Provided passage ->
********************
What is the difference between a var and val definition in Scala and why does the language need both? Why would you choose a val over a var and vice versa?
As so many others have said, the object assigned to a val cannot be replaced, and the object assigned to a var can. However, said object can have its internal state modified. For example:
class A(n: Int) {
var value = n
}
class B(n: Int) {
val value = new A(n)
}
object Test {
def main(args: Array[String]) {
val x = new B(5)
x = new B(6) // Doesn't work, because I can't replace the object created on the line above with this new one.
x.value = new A(6) // Doesn't work, because I can't replace the object assigned to B.value for a new one.
x.value.value = 6 // Works, because A.value can receive a new object.
}
}
So, even though we can't change the object assigned to x, we could change the state of that object. At the root of it, however, there was a var.
Now, immutability is a good thing for many reasons. First, if an object doesn't change internal state, you don't have to worry if some other part of your code is changing it. For example:
x = new B(0)
f(x)
if (x.value.value == 0)
println("f didn't do anything to x")
else
println("f did something to x")
This becomes particularly important with multithreaded systems. In a multithreaded system, the following can happen:
x = new B(1)
f(x)
if (x.value.value == 1) {
print(x.value.value) // Can be different than 1!
}
If you use val exclusively, and only use immutable data structures (that is, avoid arrays, everything in scala.collection.mutable, etc.), you can rest assured this won't happen. That is, unless there's some code, perhaps even a framework, doing reflection tricks -- reflection can change "immutable" values, unfortunately.
That's one reason, but there is another reason for it. When you use var, you can be tempted into reusing the same var for multiple purposes. This has some problems:
It will be more difficult for people reading the code to know what is the value of a variable in a certain part of the code.
You may forget to re-initialize the variable in some code path, and end up passing wrong values downstream in the code.
Simply put, using val is safer and leads to more readable code.
We can, then, go the other direction. If val is that better, why have var at all? Well, some languages did take that route, but there are situations in which mutability improves performance, a lot.
For example, take an immutable Queue. When you either enqueue or dequeue things in it, you get a new Queue object. How then, would you go about processing all items in it?
I'll go through that with an example. Let's say you have a queue of digits, and you want to compose a number out of them. For example, if I have a queue with 2, 1, 3, in that order, I want to get back the number 213. Let's first solve it with a mutable.Queue:
def toNum(q: scala.collection.mutable.Queue[Int]) = {
var num = 0
while (!q.isEmpty) {
num *= 10
num += q.dequeue
}
num
}
This code is fast and easy to understand. Its main drawback is that the queue that is passed is modified by toNum, so you have to make a copy of it beforehand. That's the kind of object management that immutability makes you free from.
********************
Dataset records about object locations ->
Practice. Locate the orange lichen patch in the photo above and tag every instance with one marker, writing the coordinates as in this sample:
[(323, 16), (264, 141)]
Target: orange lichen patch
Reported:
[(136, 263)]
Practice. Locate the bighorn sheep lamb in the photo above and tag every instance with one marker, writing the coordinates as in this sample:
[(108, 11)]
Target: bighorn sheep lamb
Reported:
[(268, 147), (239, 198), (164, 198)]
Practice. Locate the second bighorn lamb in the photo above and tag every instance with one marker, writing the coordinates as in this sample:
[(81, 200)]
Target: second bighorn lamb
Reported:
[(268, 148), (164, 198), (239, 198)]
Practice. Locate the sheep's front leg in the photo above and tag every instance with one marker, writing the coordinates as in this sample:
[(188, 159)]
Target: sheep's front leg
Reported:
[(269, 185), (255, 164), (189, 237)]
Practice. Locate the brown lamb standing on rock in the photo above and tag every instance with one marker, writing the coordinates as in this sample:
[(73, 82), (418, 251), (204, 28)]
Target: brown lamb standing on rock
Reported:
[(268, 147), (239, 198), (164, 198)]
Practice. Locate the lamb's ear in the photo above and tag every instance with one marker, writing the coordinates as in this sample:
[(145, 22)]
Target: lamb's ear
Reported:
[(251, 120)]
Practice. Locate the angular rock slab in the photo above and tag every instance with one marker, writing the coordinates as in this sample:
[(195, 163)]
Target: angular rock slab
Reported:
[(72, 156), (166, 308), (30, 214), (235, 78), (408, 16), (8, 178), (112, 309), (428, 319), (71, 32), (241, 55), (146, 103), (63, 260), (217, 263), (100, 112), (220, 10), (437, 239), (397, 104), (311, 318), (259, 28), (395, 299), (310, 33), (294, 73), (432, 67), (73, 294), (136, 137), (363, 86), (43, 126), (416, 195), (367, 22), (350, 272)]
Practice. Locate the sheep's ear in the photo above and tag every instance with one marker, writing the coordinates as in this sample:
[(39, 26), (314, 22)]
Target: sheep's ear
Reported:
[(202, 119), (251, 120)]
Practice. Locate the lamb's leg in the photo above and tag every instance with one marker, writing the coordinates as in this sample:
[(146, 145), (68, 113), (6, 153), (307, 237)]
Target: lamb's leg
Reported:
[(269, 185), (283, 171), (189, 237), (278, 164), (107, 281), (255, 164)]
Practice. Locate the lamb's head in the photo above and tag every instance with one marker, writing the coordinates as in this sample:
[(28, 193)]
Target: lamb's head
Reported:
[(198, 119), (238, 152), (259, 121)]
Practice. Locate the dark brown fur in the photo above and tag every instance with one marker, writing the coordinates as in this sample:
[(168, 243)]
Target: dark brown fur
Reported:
********************
Instructions ->
(A) Answer these questions about the thread on Scala's var and val:
(i) According to the thread, what can reflection change?
(ii) For a queue holding 2, 1, 3 in that order, what number does the example aim to get back?
(iii) What is the main drawback of the toNum version that uses a mutable.Queue?
(B) Render the records, from the line containing "Practice. Locate the lamb's leg" through the end of the records, as a Markdown table with the columns Row and Text. Put one line per row, number the rows, and omit any blank lines.

Solutions for each task ->
(A)
(i) Reflection can change "immutable" values.
(ii) The number 213.
(iii) The queue passed in is modified by toNum, so a copy of it has to be made beforehand.

(B)
| Row | Text |
|---|---|
| 1 | Practice. Locate the lamb's leg in the photo above and tag every instance with one marker, writing the coordinates as in this sample: |
| 2 | [(146, 145), (68, 113), (6, 153), (307, 237)] |
| 3 | Target: lamb's leg |
| 4 | Reported: |
| 5 | [(269, 185), (283, 171), (189, 237), (278, 164), (107, 281), (255, 164)] |
| 6 | Practice. Locate the lamb's head in the photo above and tag every instance with one marker, writing the coordinates as in this sample: |
| 7 | [(28, 193)] |
| 8 | Target: lamb's head |
| 9 | Reported: |
| 10 | [(198, 119), (238, 152), (259, 121)] |
| 11 | Practice. Locate the dark brown fur in the photo above and tag every instance with one marker, writing the coordinates as in this sample: |
| 12 | [(168, 243)] |
| 13 | Target: dark brown fur |
| 14 | Reported: |